Dutchess_III's avatar

Part of the problem is, parents today aren’t as relaxed about sending the kids out to play in the wide wide world unattended. It may be safer today, but it doesn’t feel safer. When they plan all this stuff, it means they are with their kids.

I…however, didn’t have any problem shooing my kids out the door on the first day of summer. “But be sure to be back here by August 16th because the next day is the first day of school!” I also didn’t have the money to do all that other stuff, except send them to the pool (unattended.) But even that got so damn expensive.

longgone's avatar

No, actually. Almost all the kids I know are perfectly capable of amusing themselves. And even if that weren’t so…I don’t see any harm in exposing your child to many different settings, having fun as a family. If the parents suffer, sacrificing all their time because they are convinced it will hurt their child if they don’t – that would concern me.

Seek's avatar

Yeah. These damned modern parents spend time with their children instead of plopping them down in front of a glowing screen. Who needs trips to the zoo, or the aquarium, or the planetarium? Doesn’t Shark Week start soon?~~

Just saying, my son is much happier sitting down to read after a big day out and about.

We spent this day shopping at the local flea market. He read me to sleep. First time he read a book cover to cover by himself. #proudmama

longgone's avatar

@Seek_Kolinahr He’s cute :) Is he reading Dr. Seuss?

Seek's avatar

The Foot Book!

Aster's avatar

I agree parents should spend time with their kids. I’m not talking about eliiminating family fun. I am speaking of each second of every day being spent driving them somewhere, cooking out, taking them shopping , then out to eat, off to the pool etc until (and I’ve seen this so much) they fall asleep the minute they’re in a car driving somewhere. What happened to little boys building things? Erector sets? Swings? Leafing through books? Playing in dirt or sand? Climbing trees? I did all these and more and I don’t feel I was neglected or unloved.

Seek's avatar

We do quite a bit (I kind of hate being bored at home, myself), but the dude has plenty of time to get Lego bricks and Hot Wheels cars all over my house. Don’t worry so much. ^_^

We’ll ignore the fact that we spend a good 6 hours every Saturday and Sunday playing Wii together…

longgone's avatar

@Seek_Kolinahr Thought so.

▶ Task 1
Please tally the rows below that contain the string "small", and reply with only that number.

(Object position labeling rows)
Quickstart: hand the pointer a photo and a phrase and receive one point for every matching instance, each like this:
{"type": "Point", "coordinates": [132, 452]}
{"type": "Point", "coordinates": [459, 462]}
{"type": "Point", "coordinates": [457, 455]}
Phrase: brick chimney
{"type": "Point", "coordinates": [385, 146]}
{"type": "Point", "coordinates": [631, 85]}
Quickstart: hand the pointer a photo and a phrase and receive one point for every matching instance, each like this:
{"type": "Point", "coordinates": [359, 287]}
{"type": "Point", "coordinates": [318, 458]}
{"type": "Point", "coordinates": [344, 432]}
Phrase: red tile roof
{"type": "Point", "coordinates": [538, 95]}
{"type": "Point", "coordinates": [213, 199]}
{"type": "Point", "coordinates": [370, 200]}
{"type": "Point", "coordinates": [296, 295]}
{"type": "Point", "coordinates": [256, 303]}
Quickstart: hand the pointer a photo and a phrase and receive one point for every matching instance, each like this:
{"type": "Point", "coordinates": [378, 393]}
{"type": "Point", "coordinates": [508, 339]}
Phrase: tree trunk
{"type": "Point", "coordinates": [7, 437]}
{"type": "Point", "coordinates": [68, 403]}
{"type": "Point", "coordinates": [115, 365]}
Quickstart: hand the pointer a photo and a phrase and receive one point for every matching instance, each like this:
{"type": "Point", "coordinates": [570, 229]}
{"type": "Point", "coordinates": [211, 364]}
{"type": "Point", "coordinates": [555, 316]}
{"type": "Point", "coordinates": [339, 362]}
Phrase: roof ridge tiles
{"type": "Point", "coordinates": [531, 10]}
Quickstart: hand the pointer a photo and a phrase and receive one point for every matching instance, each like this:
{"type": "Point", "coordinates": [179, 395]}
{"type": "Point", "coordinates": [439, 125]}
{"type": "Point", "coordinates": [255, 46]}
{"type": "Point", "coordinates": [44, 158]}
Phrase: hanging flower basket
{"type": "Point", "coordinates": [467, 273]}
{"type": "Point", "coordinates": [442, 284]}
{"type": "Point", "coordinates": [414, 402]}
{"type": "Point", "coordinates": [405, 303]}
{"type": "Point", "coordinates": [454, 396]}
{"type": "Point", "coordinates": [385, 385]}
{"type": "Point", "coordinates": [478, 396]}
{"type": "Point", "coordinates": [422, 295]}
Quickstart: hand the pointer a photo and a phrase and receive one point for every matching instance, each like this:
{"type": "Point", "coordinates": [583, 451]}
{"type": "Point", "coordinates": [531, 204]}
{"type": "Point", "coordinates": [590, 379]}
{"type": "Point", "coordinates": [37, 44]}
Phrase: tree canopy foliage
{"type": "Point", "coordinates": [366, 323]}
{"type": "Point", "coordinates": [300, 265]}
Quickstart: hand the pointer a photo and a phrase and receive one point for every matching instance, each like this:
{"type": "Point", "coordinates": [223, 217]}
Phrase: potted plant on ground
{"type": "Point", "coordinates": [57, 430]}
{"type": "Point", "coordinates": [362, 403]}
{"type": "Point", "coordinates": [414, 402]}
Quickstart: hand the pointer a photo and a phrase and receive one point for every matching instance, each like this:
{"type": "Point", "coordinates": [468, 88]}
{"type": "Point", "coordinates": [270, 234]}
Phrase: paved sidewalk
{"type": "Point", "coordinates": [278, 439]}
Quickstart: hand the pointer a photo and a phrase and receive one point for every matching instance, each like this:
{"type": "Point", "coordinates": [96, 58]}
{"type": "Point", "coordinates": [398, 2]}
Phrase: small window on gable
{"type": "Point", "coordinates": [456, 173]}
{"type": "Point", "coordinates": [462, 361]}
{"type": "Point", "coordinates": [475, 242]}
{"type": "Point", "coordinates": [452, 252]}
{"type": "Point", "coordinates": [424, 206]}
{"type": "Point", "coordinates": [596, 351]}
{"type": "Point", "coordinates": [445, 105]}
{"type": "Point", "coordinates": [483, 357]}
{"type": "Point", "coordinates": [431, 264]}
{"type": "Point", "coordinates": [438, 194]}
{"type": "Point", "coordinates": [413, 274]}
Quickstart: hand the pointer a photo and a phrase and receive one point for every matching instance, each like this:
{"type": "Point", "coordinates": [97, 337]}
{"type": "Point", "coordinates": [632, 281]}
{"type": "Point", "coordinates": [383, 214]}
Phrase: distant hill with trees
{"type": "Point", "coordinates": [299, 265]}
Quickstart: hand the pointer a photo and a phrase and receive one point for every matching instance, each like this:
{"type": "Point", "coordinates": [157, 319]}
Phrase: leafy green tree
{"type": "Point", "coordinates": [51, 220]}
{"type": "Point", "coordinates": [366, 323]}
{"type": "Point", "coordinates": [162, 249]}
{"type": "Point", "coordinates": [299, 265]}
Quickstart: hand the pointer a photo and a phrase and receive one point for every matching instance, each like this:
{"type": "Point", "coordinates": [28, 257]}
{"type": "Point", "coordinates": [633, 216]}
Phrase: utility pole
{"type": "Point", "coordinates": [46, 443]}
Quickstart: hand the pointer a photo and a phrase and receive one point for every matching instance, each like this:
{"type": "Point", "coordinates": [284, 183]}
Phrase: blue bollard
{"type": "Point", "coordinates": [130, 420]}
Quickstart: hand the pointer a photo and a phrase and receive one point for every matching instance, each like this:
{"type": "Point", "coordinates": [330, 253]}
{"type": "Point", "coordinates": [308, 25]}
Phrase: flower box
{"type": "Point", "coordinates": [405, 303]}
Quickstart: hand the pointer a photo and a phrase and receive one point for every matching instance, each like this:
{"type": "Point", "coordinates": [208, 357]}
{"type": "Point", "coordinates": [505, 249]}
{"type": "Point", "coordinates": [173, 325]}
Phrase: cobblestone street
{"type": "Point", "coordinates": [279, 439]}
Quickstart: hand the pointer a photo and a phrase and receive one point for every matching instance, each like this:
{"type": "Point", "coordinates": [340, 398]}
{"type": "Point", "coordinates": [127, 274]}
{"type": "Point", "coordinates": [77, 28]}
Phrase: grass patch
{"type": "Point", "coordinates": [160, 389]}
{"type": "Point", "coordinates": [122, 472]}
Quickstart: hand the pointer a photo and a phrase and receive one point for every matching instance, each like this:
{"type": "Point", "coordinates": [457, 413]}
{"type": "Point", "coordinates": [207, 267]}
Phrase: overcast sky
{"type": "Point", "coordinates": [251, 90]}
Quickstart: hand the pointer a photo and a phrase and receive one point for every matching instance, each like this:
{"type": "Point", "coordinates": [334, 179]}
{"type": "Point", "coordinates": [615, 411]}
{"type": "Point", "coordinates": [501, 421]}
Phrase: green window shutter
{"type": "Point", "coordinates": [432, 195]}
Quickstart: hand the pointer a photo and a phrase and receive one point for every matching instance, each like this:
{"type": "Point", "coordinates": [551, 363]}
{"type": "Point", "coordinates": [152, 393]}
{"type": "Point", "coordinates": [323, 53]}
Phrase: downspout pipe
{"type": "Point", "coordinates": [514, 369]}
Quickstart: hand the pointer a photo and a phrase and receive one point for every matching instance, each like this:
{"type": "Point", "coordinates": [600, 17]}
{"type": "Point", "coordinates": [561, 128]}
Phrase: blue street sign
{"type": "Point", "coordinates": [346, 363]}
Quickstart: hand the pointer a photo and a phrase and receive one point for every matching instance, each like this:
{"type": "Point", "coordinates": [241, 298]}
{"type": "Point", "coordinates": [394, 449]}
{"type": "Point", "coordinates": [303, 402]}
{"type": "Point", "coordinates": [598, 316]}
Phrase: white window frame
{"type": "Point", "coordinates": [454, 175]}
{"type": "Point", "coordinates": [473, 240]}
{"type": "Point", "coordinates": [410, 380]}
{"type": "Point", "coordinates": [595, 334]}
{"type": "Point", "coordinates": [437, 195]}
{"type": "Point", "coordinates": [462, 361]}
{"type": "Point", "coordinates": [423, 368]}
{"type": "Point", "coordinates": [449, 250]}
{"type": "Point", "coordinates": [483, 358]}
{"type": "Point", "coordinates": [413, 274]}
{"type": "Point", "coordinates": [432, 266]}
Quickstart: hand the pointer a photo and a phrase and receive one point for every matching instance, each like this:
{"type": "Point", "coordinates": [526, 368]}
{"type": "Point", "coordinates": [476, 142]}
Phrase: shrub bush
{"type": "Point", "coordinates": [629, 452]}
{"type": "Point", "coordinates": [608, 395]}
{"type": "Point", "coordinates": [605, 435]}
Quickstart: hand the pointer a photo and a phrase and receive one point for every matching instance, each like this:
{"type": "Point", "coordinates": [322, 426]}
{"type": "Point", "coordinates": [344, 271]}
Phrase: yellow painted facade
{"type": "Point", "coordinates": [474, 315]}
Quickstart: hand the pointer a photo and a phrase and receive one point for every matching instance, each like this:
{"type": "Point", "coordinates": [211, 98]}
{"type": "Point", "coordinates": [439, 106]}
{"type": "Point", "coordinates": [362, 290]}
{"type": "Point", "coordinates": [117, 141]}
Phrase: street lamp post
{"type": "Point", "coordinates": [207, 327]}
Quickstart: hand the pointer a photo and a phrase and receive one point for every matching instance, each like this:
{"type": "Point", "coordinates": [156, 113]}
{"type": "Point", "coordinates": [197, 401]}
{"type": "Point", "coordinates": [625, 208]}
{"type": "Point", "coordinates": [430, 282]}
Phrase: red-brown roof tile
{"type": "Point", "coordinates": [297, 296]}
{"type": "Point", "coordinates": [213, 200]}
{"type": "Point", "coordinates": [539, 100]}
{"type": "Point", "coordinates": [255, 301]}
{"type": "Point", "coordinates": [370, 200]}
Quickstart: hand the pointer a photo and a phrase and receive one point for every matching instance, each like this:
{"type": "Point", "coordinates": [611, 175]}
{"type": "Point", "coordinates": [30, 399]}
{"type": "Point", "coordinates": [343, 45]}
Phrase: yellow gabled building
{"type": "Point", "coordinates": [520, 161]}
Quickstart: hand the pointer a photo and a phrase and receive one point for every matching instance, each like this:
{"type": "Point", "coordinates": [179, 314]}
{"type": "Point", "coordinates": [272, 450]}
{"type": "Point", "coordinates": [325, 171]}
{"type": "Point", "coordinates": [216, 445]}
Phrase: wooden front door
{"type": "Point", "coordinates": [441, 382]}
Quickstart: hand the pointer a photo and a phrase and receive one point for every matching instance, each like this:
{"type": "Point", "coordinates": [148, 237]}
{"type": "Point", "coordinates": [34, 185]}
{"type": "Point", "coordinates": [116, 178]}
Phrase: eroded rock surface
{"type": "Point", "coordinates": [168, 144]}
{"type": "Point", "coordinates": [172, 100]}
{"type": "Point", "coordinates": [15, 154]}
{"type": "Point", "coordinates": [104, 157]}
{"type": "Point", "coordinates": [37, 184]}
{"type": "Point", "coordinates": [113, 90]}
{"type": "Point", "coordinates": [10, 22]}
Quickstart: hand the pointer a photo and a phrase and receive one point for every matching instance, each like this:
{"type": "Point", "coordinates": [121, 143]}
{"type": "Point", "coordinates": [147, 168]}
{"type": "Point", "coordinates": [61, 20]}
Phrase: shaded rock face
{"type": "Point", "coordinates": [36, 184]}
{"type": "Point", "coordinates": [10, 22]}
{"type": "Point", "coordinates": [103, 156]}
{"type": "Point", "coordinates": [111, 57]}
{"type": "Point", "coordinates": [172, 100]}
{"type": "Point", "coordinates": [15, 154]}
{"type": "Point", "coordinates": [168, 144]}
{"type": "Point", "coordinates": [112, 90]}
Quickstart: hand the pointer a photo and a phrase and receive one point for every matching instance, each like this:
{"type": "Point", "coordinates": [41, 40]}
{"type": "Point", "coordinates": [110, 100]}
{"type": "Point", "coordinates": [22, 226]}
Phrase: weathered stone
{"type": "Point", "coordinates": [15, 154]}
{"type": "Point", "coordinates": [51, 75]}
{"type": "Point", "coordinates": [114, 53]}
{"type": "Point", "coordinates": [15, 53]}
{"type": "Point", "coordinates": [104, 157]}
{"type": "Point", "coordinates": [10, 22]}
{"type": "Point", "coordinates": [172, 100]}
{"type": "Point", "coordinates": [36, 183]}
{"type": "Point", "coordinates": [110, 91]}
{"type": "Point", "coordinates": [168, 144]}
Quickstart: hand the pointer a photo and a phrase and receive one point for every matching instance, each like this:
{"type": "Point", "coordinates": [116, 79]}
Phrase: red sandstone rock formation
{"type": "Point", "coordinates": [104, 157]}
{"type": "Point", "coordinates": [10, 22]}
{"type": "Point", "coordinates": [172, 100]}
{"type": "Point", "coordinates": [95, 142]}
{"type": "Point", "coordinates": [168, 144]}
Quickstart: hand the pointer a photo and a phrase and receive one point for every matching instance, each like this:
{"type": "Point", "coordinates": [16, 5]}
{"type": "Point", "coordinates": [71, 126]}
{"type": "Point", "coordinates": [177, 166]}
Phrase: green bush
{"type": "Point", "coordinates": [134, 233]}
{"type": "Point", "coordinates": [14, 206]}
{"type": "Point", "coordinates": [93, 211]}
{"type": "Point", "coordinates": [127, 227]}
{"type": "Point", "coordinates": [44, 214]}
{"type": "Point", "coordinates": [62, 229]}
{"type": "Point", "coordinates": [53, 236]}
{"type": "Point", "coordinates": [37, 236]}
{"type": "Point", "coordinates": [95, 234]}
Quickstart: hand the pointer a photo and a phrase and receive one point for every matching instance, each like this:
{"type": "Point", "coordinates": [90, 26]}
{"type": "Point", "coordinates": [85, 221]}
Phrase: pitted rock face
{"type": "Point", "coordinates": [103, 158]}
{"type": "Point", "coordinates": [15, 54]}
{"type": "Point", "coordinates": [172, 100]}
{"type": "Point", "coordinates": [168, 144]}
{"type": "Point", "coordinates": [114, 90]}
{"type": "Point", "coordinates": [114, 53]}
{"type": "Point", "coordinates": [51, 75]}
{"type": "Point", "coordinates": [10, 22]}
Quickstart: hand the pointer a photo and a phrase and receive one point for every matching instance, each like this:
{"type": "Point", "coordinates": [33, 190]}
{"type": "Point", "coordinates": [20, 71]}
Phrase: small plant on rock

▶ Task 2
Go on with the parenting discussion above from where it stops.

▶ Task output 1
2

▶ Task output 2
And I agree. Every generation worries about the next generation’s ability to raise kids.
And to get everything else done…
There are parents which don’t let their children play freely, sure. But I don’t think there’s a lot of those. And if I were a child, I’d rather be falling asleep in the car after a long day than be ignored by my parents. Also, @Aster – there’s lots of things kids can climb. Even in the mall!

augustlan's avatar

There are a subset of parents who do over-schedule their children, sure. I’m not thinking so much about the family time, though, but the outside-of-school “class” time: Gymnastics, dance and soccer. Music, art and language. And on and on, ad infinitum. Throw in some family time and scheduled play dates, and there’s a kid who doesn’t have any downtime. I wouldn’t say most parents are like that, though. We always had a good mix…my girls’ father is a goer and a doer, while I am a stayer and a talker/thinker – and both of us were just fine with the kids playing on their own a lot, too. Our kids had plenty of stuff to do and plenty of downtime, too.

JLeslie's avatar

I also went to camp some summers, day camp when I was little, sleep away when I was older.

I rode my bike with friends, played almost daily in the playground.

We went to the pool all the time. When I was very little we probably went only a few times a month, but at age 9 we moved to a planned community and all summer long we went to the pool a few times a week.

Also, we took a family vacation usually to Cape Cod when I was very little, lasted a week usually.

Some years my grandparents took my sister and I for 3 weeks to the Catskills in NY and there was swimming, and tennis, and dance lessons, and we went blackberry picking, played pool, we were constantly busy. Think Dirty Dancing, it really was like that in the Catskills, but our dance instructor was a 60 year old guy and mostly we did circle dances. I loved it.

I took ballet lessons from age 3–11 twice a week. Some other classes here and there in addition, but never felt overbooked with classes.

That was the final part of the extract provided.